- [Position annotation records]:
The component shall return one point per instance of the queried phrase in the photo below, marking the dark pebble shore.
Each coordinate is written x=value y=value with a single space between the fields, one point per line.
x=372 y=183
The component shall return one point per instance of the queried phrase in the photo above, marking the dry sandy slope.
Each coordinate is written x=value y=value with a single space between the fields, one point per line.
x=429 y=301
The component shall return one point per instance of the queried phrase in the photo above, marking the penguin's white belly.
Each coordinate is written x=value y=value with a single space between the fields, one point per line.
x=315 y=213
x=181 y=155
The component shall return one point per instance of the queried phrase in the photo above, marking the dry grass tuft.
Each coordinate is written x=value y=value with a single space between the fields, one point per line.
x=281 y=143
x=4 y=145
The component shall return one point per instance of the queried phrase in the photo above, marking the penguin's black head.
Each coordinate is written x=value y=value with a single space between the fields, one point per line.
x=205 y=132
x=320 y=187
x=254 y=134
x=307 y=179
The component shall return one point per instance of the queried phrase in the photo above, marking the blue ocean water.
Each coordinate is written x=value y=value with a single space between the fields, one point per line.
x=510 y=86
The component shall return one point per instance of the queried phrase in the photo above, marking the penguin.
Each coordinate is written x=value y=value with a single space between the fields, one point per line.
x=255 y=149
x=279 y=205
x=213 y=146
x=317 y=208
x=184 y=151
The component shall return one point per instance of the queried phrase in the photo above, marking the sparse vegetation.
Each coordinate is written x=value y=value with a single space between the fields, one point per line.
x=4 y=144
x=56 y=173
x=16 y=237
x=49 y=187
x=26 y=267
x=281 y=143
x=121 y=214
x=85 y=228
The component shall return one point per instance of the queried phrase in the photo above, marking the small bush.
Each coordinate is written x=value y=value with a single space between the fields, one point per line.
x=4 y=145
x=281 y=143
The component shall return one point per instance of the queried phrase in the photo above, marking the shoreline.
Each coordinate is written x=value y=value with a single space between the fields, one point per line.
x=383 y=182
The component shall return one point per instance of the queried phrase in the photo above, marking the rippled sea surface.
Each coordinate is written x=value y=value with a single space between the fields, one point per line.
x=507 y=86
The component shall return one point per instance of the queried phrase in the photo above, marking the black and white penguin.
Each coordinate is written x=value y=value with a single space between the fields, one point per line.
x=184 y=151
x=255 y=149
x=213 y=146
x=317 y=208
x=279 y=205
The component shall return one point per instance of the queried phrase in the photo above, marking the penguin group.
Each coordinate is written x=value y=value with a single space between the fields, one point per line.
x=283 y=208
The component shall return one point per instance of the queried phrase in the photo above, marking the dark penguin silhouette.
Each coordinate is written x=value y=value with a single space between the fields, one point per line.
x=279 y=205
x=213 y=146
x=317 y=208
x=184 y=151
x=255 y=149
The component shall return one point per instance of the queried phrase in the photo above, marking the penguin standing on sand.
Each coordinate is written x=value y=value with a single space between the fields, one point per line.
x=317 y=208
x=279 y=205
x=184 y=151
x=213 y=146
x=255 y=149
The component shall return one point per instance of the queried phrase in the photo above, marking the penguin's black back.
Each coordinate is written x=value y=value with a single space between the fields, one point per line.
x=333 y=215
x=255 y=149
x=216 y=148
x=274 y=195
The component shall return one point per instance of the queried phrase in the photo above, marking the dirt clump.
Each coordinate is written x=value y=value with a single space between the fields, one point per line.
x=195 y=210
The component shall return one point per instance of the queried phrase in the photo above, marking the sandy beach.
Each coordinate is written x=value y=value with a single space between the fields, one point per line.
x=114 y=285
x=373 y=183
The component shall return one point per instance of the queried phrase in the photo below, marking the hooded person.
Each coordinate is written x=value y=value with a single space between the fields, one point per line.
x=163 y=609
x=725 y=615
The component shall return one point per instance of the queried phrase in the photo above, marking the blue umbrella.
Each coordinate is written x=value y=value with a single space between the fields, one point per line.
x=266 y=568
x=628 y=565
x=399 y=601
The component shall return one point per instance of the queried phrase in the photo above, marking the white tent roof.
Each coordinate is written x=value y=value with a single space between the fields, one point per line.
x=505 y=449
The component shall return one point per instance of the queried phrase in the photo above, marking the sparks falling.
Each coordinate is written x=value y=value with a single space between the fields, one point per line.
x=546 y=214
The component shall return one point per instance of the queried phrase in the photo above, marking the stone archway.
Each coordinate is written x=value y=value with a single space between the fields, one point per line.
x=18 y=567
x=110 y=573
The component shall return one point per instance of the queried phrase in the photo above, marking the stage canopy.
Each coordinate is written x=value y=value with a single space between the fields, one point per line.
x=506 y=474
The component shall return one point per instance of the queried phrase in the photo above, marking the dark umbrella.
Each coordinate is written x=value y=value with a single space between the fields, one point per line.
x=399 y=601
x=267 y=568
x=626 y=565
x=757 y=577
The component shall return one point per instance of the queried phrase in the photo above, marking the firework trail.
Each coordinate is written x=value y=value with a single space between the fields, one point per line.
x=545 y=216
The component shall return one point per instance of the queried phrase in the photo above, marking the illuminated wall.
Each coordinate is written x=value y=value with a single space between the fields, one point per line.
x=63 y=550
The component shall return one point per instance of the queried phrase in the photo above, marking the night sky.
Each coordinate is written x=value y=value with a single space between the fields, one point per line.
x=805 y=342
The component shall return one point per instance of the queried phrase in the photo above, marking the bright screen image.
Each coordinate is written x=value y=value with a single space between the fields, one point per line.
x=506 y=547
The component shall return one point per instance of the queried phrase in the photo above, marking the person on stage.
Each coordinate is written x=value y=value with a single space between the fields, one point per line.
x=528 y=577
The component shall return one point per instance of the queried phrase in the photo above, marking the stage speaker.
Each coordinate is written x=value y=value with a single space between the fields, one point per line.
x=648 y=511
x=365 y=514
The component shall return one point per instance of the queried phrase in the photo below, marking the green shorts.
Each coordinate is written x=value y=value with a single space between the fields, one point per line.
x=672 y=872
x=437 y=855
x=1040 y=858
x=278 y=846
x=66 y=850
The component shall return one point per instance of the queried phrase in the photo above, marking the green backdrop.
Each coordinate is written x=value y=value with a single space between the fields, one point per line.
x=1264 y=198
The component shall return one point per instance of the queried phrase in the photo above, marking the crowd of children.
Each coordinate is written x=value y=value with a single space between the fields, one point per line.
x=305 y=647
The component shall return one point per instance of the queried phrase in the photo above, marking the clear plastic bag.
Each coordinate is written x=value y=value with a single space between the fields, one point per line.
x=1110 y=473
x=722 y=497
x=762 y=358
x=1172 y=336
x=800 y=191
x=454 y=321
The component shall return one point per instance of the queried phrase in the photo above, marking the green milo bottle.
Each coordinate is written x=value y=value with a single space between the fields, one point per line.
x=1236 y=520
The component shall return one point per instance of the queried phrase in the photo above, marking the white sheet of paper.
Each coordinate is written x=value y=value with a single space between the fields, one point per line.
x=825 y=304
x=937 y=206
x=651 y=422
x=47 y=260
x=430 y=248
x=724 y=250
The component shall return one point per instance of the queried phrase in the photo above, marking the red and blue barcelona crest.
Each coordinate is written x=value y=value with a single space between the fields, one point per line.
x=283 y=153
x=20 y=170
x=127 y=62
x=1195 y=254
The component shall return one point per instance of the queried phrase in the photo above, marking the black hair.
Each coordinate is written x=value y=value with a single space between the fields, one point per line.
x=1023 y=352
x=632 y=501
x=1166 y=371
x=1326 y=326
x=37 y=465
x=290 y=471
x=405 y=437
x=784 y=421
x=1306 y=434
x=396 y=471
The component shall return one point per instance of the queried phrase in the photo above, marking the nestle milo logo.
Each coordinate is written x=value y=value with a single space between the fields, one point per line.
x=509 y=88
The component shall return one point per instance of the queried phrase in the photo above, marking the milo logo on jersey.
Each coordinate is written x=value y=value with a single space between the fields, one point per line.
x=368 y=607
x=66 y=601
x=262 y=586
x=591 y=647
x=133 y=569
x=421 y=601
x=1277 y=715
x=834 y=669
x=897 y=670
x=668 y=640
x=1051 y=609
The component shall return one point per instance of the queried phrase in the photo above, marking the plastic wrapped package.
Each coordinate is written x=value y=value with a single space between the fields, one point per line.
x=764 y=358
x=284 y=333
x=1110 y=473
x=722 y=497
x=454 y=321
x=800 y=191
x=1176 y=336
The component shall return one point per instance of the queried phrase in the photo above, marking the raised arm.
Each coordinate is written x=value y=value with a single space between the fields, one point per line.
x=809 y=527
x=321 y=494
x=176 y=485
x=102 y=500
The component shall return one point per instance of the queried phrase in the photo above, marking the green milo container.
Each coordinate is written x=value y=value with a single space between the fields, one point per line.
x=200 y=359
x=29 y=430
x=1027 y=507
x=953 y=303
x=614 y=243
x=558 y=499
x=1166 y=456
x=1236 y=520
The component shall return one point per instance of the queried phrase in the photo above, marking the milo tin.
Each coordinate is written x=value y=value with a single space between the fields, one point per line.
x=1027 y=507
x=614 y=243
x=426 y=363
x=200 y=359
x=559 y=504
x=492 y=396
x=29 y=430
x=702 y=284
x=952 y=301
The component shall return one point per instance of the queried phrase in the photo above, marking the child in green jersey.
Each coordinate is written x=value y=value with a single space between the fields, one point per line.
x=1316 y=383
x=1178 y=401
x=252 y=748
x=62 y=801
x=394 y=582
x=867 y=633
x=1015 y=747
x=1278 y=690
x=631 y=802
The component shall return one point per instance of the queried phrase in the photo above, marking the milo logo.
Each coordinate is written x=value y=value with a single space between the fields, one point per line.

- [REQUIRED WORK]:
Reproduce the lines of the records verbatim, beginning at the line that contains "sheet of paper." and continuing through the line that contains "x=1195 y=254".

- [THE OUTPUT]:
The component shall return one point per instance of the queried phrase in the photo above, marking the white sheet of paper.
Each coordinate is written x=value y=value with a single space between the fields, one point per line.
x=825 y=304
x=937 y=206
x=651 y=422
x=47 y=260
x=430 y=248
x=724 y=250
The component shall return one point per instance of the queried phrase in the photo above, marking the red and blue barcelona crest.
Each coordinate is written x=value y=value with a single space between the fields, one point per line.
x=283 y=153
x=20 y=170
x=127 y=62
x=1195 y=254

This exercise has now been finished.